Please find each line in the rows below that contains the word "Coordinates", and copy every such line in full.

________

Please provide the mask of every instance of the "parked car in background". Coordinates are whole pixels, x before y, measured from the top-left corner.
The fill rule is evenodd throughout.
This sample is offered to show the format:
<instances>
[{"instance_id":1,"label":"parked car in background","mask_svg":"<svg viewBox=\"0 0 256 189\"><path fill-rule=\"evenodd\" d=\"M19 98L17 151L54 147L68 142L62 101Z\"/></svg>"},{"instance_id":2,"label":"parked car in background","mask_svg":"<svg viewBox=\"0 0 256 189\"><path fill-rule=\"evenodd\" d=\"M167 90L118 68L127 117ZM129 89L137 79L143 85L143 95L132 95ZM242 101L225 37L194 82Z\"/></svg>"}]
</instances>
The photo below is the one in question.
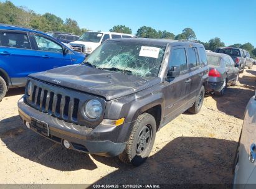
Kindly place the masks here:
<instances>
[{"instance_id":1,"label":"parked car in background","mask_svg":"<svg viewBox=\"0 0 256 189\"><path fill-rule=\"evenodd\" d=\"M186 110L199 112L208 71L202 44L111 39L82 65L31 75L19 113L28 128L69 149L140 165L157 131Z\"/></svg>"},{"instance_id":2,"label":"parked car in background","mask_svg":"<svg viewBox=\"0 0 256 189\"><path fill-rule=\"evenodd\" d=\"M245 56L246 56L246 63L245 66L248 67L249 69L252 69L252 66L254 65L254 60L250 57L250 55L248 51L245 50Z\"/></svg>"},{"instance_id":3,"label":"parked car in background","mask_svg":"<svg viewBox=\"0 0 256 189\"><path fill-rule=\"evenodd\" d=\"M227 86L235 86L239 78L239 70L228 55L214 52L206 53L210 67L207 92L222 96ZM235 65L238 66L238 65Z\"/></svg>"},{"instance_id":4,"label":"parked car in background","mask_svg":"<svg viewBox=\"0 0 256 189\"><path fill-rule=\"evenodd\" d=\"M231 57L236 66L239 69L239 73L243 73L246 63L245 51L239 48L220 47L217 48L216 52L227 54Z\"/></svg>"},{"instance_id":5,"label":"parked car in background","mask_svg":"<svg viewBox=\"0 0 256 189\"><path fill-rule=\"evenodd\" d=\"M133 35L105 32L87 32L70 44L73 50L80 53L90 54L97 47L109 39L131 38Z\"/></svg>"},{"instance_id":6,"label":"parked car in background","mask_svg":"<svg viewBox=\"0 0 256 189\"><path fill-rule=\"evenodd\" d=\"M75 41L80 38L80 36L69 34L60 34L58 35L56 39L60 42L65 44L69 44L70 42Z\"/></svg>"},{"instance_id":7,"label":"parked car in background","mask_svg":"<svg viewBox=\"0 0 256 189\"><path fill-rule=\"evenodd\" d=\"M31 73L80 63L84 59L84 55L42 32L1 24L0 101L8 88L25 86Z\"/></svg>"},{"instance_id":8,"label":"parked car in background","mask_svg":"<svg viewBox=\"0 0 256 189\"><path fill-rule=\"evenodd\" d=\"M50 37L52 37L55 39L57 39L57 37L59 35L64 35L64 34L67 34L67 35L73 35L72 33L69 33L69 32L47 32L45 33L46 34L50 35Z\"/></svg>"},{"instance_id":9,"label":"parked car in background","mask_svg":"<svg viewBox=\"0 0 256 189\"><path fill-rule=\"evenodd\" d=\"M254 188L256 185L256 94L246 106L243 127L234 164L234 188Z\"/></svg>"}]
</instances>

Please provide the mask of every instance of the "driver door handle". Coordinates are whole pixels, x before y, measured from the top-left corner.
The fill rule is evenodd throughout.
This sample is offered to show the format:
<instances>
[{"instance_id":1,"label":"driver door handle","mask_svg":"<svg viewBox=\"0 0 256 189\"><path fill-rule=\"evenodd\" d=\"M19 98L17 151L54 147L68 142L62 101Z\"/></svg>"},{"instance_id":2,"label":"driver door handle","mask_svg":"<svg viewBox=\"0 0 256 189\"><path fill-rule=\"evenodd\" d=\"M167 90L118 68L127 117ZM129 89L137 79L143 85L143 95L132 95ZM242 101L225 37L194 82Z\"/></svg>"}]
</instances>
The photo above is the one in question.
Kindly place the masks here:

________

Exercise result ▸
Please provide the mask of every instance of the "parked car in background". Coordinates are whole pixels, x before y, measured from the top-left corner.
Please provide the mask of every instance of the "driver door handle". Coordinates are whole pixels, x before y, measured from the top-left corner.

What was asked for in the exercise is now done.